§ **DATA FOR THE TASK**:
★ ★ ★ ★ ★

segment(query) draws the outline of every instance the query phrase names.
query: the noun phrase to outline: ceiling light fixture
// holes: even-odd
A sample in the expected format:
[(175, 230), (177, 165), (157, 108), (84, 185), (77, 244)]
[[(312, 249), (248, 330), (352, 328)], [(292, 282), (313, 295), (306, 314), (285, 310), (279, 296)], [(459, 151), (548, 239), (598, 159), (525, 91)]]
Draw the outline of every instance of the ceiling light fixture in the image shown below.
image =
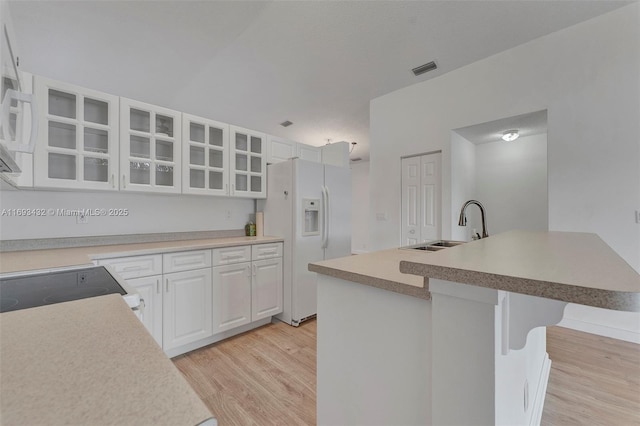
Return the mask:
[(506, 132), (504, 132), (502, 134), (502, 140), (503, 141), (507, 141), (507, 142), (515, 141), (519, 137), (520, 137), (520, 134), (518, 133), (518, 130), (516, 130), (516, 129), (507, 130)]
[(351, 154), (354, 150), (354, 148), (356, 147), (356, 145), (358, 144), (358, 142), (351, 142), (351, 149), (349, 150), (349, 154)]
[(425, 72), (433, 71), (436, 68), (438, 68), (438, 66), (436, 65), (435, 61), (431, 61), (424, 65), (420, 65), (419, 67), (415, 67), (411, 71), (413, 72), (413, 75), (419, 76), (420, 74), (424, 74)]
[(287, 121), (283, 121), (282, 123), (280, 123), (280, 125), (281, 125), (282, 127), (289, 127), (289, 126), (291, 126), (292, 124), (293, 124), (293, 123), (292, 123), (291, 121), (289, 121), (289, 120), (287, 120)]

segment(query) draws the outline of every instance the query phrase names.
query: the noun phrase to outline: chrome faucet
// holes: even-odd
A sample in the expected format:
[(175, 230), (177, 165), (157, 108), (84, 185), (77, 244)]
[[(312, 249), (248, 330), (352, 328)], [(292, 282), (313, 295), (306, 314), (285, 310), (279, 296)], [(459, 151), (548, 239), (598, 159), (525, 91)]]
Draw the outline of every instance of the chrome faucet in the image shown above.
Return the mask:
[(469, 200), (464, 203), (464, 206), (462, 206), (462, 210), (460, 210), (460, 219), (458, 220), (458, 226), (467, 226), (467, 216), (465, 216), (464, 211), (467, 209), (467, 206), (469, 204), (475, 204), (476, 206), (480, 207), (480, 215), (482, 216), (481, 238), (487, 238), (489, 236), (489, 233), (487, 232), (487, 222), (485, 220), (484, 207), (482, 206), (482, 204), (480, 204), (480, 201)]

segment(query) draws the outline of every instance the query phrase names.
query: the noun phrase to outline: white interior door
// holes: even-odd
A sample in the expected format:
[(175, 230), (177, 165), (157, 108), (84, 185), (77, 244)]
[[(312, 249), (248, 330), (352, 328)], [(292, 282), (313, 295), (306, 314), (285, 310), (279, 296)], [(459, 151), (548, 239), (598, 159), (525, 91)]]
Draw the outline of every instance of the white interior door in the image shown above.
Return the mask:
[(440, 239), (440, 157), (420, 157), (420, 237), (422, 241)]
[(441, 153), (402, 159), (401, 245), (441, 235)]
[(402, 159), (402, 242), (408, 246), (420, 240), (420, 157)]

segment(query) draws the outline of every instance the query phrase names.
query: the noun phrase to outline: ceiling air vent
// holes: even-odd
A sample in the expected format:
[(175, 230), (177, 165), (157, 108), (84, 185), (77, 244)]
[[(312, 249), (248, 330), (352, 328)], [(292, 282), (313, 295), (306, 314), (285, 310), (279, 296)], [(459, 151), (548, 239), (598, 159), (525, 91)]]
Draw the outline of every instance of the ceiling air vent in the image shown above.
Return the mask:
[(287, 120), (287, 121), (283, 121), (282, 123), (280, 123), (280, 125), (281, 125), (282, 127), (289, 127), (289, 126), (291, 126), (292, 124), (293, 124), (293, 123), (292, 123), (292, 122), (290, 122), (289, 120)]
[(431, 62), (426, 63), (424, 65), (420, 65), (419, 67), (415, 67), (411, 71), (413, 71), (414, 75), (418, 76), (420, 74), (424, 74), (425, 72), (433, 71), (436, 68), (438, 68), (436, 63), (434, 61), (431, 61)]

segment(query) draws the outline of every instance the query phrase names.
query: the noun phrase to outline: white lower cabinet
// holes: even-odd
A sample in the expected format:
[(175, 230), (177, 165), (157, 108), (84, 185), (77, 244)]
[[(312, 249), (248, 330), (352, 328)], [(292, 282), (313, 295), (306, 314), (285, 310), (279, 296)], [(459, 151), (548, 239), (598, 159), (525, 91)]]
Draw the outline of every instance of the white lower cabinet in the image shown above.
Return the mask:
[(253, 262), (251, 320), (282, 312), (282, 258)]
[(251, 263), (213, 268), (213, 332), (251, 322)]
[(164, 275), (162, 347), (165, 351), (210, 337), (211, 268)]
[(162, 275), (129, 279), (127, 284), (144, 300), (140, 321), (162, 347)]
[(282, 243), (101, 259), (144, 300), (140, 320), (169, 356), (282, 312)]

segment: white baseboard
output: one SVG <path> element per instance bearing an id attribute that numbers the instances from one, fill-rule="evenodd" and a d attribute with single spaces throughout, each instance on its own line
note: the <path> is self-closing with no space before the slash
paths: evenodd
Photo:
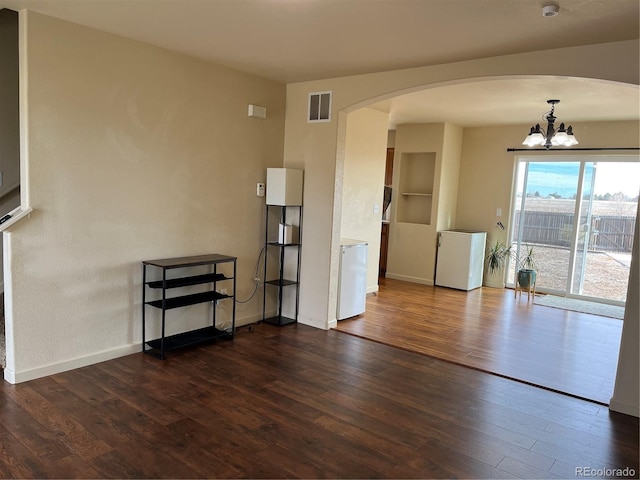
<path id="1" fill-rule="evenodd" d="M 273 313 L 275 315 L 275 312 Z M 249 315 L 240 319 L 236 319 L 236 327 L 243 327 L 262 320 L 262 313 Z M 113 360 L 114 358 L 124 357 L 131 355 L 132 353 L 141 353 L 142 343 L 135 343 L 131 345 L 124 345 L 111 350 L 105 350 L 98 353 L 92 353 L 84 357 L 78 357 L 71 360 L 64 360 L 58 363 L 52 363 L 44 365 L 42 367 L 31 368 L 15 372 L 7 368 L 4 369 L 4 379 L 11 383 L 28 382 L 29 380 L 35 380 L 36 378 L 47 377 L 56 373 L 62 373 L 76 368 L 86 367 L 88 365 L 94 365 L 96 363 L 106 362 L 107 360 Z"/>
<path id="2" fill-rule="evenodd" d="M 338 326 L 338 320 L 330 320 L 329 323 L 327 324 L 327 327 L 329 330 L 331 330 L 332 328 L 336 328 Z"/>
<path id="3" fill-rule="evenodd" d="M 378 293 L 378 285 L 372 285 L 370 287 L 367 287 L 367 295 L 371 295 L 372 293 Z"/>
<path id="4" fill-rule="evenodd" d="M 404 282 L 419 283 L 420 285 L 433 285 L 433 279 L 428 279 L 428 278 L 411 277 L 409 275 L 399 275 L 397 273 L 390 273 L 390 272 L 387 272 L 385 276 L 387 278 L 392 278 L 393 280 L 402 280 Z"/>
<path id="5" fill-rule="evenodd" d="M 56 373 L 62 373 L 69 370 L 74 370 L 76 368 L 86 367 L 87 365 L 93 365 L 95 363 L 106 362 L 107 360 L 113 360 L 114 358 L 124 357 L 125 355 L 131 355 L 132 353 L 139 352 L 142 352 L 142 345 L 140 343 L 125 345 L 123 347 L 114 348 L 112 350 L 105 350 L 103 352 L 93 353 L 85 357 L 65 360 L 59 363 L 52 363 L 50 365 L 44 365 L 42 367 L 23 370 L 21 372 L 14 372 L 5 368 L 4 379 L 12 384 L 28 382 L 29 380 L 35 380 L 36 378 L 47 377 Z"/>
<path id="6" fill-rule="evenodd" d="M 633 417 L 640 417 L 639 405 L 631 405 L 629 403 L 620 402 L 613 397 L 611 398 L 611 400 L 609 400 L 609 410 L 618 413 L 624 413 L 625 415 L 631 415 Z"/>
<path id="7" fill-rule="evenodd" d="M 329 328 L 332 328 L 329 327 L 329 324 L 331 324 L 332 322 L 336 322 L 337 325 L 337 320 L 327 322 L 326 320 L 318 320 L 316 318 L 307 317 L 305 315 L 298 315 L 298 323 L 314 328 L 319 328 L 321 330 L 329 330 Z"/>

★ ★ ★ ★ ★

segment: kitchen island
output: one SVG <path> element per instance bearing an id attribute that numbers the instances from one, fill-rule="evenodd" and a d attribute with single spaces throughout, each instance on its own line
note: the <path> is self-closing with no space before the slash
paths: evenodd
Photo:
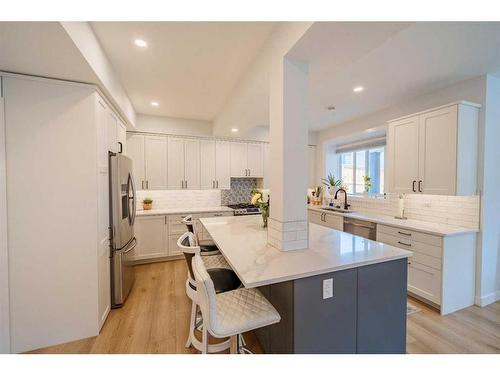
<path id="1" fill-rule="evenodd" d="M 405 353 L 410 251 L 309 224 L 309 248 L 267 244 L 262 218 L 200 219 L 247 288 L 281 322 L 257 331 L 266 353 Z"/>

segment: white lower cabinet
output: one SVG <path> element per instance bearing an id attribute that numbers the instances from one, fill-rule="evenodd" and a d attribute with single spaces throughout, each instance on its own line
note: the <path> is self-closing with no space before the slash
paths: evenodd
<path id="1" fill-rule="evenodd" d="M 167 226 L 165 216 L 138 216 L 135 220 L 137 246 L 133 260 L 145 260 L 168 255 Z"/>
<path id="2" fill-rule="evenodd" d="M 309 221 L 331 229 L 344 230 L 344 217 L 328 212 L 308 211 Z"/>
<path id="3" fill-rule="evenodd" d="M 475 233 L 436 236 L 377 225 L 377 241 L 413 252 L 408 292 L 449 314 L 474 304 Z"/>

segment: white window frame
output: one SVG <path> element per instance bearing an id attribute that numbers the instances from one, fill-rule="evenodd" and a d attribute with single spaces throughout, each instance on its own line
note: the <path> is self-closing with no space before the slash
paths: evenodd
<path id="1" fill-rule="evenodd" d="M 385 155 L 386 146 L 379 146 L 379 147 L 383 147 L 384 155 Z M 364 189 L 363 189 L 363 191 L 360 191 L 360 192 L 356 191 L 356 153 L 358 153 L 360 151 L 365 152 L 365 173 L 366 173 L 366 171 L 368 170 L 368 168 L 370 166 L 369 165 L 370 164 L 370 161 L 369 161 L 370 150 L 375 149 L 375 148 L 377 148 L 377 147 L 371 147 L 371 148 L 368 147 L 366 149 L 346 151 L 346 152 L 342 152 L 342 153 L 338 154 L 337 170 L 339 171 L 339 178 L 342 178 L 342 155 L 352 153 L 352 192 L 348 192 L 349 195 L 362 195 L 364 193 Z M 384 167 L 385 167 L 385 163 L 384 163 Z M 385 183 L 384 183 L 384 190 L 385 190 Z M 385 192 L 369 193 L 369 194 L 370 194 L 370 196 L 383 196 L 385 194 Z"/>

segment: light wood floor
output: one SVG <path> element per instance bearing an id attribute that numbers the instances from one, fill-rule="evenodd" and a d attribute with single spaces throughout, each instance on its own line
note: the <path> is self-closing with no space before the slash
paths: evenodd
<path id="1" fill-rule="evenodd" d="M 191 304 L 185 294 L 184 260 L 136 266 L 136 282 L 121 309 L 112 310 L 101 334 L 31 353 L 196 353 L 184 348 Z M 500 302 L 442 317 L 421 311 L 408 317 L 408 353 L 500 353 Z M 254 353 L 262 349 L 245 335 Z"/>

★ ★ ★ ★ ★

§ **PROBLEM**: Select, from the listing, all lines that include the word "vent".

§ **YOUR RESPONSE**:
query: the noun phrase to outline: ceiling air vent
Draw the outline of every instance of the ceiling air vent in the image shown above.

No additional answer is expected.